▸ COMPITO 1:
In base all'estratto sulla seta nel territorio, rispondi alle domande seguenti:
(a) In che anno e in quale località nacque la Serica della Marca?
(b) Quando fu introdotta la bachicoltura nel territorio?
(c) Quante filande e quanti stabilimenti bacologici si contavano nel vittoriese alla fine dell'Ottocento?

▸ ESTRATTO DI PAGINA:
■ ■ ■ ■ ■ ■ ■

In una di queste nacque, nel 1870 a Pedeguarda, alle porte di Follina, la Serica della Marca, oggi realtà unica nel suo genere nel territorio, che fornisce le marche più prestigiose del panorama internazionale della moda esportando anche in Cina, indiscussa detentrice di tutti i primati nel mercato della seta.

Il successo della Serica della Marca è l’emblema di quanto l’alta qualità dei filati faccia parte dell’identità socio-economica e culturale del territorio, dove la bachicoltura fu introdotta alla fine del XII secolo, grazie al terreno adatto alla coltivazione dei gelsi, indispensabili all’allevamento dei bachi da seta.

Fu nell’area di Vittorio Veneto che, alla fine del Settecento, nacque un vero e proprio distretto industriale della seta, fino allora rimasta attività prettamente domestica. Fu allora che sorsero i grandi stabilimenti serici e, alla fine dell’Ottocento, nel vittoriese si contarono dieci filande e quindici stabilimenti bacologici di assoluta avanguardia.

■ ■ ■ ■ ■ ■ ■

▸ DATI DISPONIBILI:
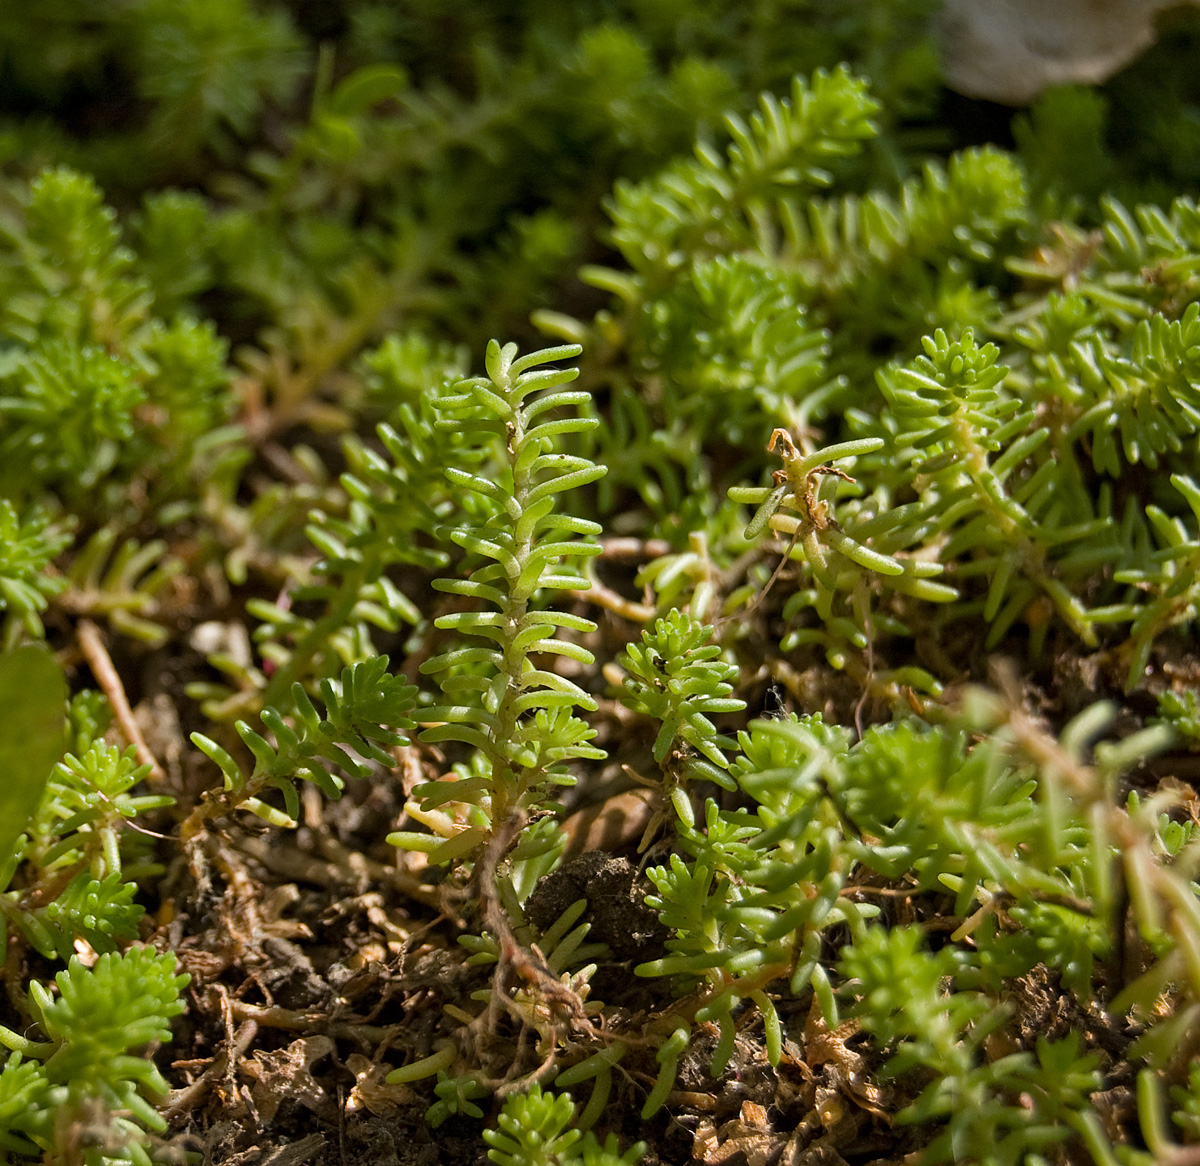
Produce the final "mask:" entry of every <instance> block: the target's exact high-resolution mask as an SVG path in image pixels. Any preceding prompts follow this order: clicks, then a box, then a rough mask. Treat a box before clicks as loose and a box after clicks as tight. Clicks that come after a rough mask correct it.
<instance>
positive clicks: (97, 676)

■ ■ ■ ■ ■ ■ ■

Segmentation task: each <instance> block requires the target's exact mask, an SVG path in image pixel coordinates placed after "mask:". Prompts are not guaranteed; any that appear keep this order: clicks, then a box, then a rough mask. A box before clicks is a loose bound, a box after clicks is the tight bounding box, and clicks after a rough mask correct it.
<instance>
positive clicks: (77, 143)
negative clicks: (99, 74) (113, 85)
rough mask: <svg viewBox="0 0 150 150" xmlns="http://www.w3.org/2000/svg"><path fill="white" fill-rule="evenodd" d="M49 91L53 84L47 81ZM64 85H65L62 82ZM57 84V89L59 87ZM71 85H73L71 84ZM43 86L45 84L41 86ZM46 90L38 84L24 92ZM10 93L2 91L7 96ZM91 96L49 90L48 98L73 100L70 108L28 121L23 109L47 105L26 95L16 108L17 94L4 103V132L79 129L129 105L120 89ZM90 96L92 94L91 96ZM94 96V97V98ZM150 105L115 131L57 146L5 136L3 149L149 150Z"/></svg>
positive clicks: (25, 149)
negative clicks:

■ ■ ■ ■ ■ ■ ■

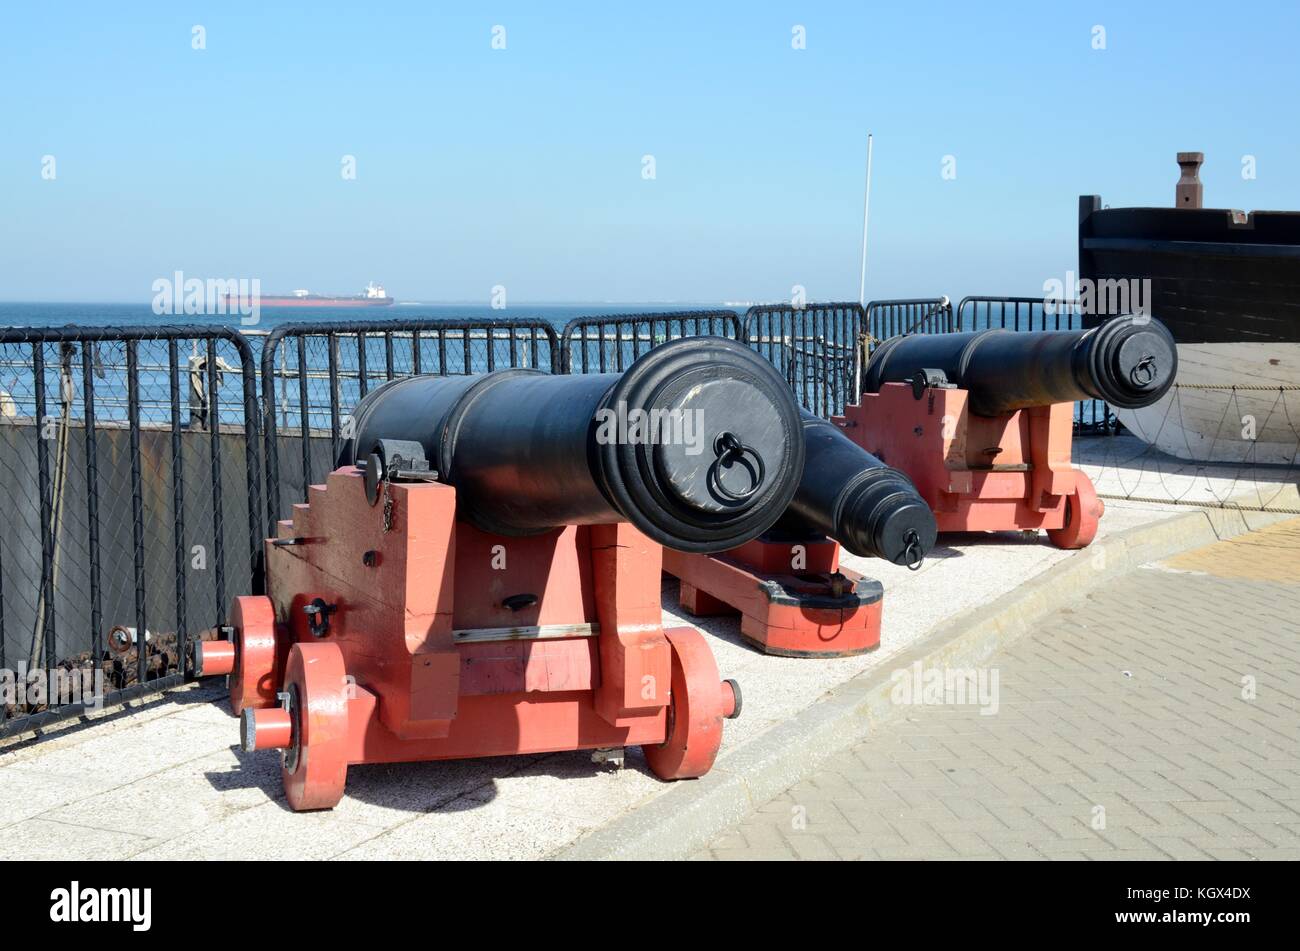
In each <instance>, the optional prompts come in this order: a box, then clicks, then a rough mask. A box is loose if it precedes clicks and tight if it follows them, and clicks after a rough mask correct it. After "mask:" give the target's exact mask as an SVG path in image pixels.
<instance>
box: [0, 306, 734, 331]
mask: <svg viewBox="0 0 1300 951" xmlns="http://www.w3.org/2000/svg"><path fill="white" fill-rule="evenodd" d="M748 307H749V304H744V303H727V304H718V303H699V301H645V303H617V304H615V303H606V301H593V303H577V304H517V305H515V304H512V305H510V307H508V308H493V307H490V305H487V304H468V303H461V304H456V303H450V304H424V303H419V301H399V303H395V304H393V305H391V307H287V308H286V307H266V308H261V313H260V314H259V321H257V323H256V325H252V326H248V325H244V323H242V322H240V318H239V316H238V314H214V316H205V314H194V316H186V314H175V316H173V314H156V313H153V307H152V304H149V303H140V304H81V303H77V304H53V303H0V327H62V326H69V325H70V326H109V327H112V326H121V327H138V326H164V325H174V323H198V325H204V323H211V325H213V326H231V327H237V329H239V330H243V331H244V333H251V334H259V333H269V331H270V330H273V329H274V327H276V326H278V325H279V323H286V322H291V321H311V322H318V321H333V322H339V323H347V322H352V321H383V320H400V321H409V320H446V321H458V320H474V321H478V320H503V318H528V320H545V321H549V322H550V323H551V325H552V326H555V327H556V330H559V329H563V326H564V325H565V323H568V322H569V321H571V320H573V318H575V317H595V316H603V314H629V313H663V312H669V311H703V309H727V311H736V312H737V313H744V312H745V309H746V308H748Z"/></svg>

■ ■ ■ ■ ■ ■ ■

▸ COMPITO 2: Trascrivi senza modifiche, dall'elenco, tutto ciò che va dalla riga che contiene "Produce the final" giù fino alla riga che contiene "positive clicks: (97, 676)", entrambe incluse.

▸ SOLUZIONE SCRITTA 1:
(a) Nel 1870, a Pedeguarda, alle porte di Follina.
(b) Alla fine del XII secolo.
(c) Dieci filande e quindici stabilimenti bacologici.

▸ SOLUZIONE SCRITTA 2:
Produce the final "mask:" entry of every <instance> block: the target's exact high-resolution mask as an SVG path in image pixels. Any preceding prompts follow this order: clicks, then a box, then a rough mask. Treat a box before clicks as loose and a box after clicks as tight. Clicks that come after a rough mask correct it.
<instance>
positive clicks: (97, 676)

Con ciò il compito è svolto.